- [PROVIDED PASSAGE]

_ _ _ _ _ _ _

Remember when the first level of a game wasn't blown on some cruddy hand-holding toturial with an enforced speed limit?
What do you think is the best starting level that doesn't do that? I say it's a three-way tie between the Dam from Goldeneye 007, New Junk City from Earthworm Jim and the Port of Adia from Turok 2: Seeds Of Evil. It's the music that makes these three the top contenders for me; it really gets you into the dangerzone from the first moment.
Just waltzed in, thinking my poop was lembas bread.
By the time I limped to the settings box and dialed it back to toddler levels to reflect my slaughter, I was happily impressed that the enemies often kept wailing on me after my all-too swift deaths until Sam was chunks of blocky 3d meat and pixelly sprays of blood.
Found that in a bin for 8 bucks, like, forever ago. Still ranks as one of my all time best game purchases, for sheer enjoyment.
Resident Evil 4, and I'm counting the entire first part in the town, including the chainsaw guy. Basically up until the church bell rings. That was a fucking intense part! baring the doors and windows, chainsaw madman and dozens of townsfolk. You got like 10 pistol shots, a single grenade and 5 shotgun shells.
Intense!
Warhammer 40k Chaos Gate. Sure there was a little bit of hand-holding, but you had 5 Ultramarines against an entire temple of Cultists and Chaos Marines with permadeath for your mans, all of whom are low level Tactical Marines. It wasn't intense, but you couldn't fuck up and lose too many because those Marines aren't coming back!
Hotline Miami. Fucking Hotline Miami son! Nothing about that was gentle!
I like the beginning of Beyond Good & Evil. Learning combat while fighting the boss and all that. It's not particularly difficult but it does throw you into the action straight away.
Silentpony said:
Resident Evil 4, and I'm counting the entire first part in the town, including the chainsaw guy. Basically up until the church bell rings. That was a fucking intense part! baring the doors and windows, chainsaw madman and dozens of townsfolk. You got like 10 pistol shots, a single grenade and 5 shotgun shells.
Intense!
Timesplitters 2. Very, very little was easy about that game, but the first level in Siberia, had a really good range of stealth to shoot outs to zombies. And a helicopter boss fight too.

_ _ _ _ _ _ _

- [INFORMATION SHOWN]
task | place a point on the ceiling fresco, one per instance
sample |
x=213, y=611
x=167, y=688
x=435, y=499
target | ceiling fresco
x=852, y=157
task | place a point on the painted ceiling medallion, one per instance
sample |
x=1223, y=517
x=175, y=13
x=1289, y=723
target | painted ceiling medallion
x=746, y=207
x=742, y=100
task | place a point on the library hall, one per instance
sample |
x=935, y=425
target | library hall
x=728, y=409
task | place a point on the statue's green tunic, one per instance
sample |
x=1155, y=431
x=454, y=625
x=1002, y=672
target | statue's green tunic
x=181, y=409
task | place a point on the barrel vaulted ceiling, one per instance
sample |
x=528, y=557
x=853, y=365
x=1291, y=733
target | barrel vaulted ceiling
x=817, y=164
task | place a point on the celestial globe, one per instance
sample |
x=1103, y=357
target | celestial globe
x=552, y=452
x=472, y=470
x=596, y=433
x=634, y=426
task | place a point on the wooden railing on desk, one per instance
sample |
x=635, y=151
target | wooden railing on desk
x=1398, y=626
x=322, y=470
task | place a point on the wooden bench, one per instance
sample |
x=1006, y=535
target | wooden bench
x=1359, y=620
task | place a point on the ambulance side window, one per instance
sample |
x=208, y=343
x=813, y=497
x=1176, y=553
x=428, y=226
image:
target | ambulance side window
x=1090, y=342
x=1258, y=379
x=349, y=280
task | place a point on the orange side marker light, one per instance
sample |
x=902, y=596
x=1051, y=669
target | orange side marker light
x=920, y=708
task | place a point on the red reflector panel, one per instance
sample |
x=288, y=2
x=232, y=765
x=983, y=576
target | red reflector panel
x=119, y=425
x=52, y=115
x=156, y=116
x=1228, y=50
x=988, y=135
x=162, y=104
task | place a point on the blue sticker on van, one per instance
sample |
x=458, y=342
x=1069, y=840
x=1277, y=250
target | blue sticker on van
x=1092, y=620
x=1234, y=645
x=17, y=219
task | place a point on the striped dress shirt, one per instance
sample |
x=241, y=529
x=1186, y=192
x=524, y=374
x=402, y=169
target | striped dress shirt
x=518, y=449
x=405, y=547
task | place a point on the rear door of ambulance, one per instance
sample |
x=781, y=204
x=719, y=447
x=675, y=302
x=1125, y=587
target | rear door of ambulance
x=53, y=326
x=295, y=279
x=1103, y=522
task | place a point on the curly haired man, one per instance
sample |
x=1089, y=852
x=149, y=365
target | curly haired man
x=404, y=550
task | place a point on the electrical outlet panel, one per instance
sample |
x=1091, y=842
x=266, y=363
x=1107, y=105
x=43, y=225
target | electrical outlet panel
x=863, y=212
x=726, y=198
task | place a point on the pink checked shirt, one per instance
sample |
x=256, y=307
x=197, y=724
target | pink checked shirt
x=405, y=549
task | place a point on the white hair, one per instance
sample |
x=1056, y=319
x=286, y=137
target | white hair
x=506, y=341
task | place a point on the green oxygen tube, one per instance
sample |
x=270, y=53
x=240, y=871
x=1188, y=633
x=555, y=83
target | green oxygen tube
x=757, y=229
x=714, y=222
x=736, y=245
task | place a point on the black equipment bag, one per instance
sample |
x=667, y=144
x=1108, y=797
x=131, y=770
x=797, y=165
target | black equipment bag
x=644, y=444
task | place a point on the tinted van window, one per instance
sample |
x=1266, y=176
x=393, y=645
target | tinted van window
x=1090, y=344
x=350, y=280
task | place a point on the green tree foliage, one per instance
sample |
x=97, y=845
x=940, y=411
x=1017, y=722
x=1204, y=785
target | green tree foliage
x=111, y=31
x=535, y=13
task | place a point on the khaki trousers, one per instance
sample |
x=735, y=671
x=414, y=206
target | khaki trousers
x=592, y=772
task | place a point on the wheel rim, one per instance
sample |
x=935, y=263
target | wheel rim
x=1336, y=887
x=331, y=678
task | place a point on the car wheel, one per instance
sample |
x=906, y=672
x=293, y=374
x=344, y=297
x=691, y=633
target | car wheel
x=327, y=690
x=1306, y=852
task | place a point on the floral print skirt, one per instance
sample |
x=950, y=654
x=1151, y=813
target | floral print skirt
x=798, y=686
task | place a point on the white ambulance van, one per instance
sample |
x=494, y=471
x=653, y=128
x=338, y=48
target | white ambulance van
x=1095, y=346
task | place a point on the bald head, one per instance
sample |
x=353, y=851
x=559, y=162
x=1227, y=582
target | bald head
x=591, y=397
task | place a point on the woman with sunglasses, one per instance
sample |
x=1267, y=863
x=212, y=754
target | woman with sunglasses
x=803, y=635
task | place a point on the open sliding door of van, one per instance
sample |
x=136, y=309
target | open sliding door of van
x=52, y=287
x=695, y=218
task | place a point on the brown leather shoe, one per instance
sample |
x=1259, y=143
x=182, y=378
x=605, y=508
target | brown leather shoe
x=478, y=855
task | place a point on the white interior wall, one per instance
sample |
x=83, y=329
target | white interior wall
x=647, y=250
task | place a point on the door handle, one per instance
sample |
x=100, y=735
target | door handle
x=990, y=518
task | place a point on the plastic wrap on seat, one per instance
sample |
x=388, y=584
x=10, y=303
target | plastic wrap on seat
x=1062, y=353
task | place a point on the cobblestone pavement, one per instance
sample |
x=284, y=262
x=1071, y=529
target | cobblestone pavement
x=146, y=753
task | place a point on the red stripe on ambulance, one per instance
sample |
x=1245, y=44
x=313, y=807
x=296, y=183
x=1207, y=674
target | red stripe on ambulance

_ _ _ _ _ _ _

- [EXERCISE INSTRUCTIONS]
A) Reproduce the part of the thread about opening game levels that runs from "Timesplitters 2. Very, very" to "boss fight too.".
B) Answer these from the thread about opening game levels:
(i) What does the poster who names the Dam, New Junk City and the Port of Adia say makes those three the top contenders?
(ii) How much did the poster who found a game in a bin pay for it?
(iii) Where is the first level of Timesplitters 2 set?
C) Write the next post of the thread about opening game levels, following on from its last post.
The records that come after the thread about opening game levels have no connection to it.

- [THE REPLIES]
A)
Timesplitters 2. Very, very little was easy about that game, but the first level in Siberia, had a really good range of stealth to shoot outs to zombies. And a helicopter boss fight too.

B)
(i) The music.
(ii) 8 bucks.
(iii) Siberia.

C)
After all these years I still really like the beginning sewers segment of Oblivion. It has this feel of smallness, that you're nothing more than a common lowlife escaping prison while getting embroiled in something far bigger. You slowly learn the mechanics, encounter new enemies and gather up gear, until you finally emerge into the sun-streaked wilderness, which for 2006 looked amazing. To me it felt like the perfect beginning to an epic adventure.
God of War II has probably the best opening of the entire series, with a huge-ass epic battle against one of the biggest bosses in the series. It's not a pushover either: when I played on Hard I kept on dying again and again.
The original Super Mario Bros.... Before Sonic the Hedgehog and Maga Man X gave people the jizz stains after their first level, this Mario NES game was already do that with the art of simplicity...
Other than that, from a super-biased perspective, the GBA BeyBlade VForce game made sure you spin your bey effectively at all times...
I think Halo: CE did this relatively well. It doesn't strictly meet all the criteria because, for a very short period of time, you do actually have a tutorial and a hand-holder. He basically just makes sure you're not mentally impaired and can move your controller properly. You expect to be baby-stepped all the way through the first level but within a moment or two your guide gets ganked in a surprise explosion and you're left to figure it out from there. The music also fits in with the theme of putting you right there in the danger zone. Plus, if you choose legendary, you don't get any of that tutorial crap. He just rushes out and dies. Of course by choosing legendary you're obviously not in need of any gameplay tutoring, but still.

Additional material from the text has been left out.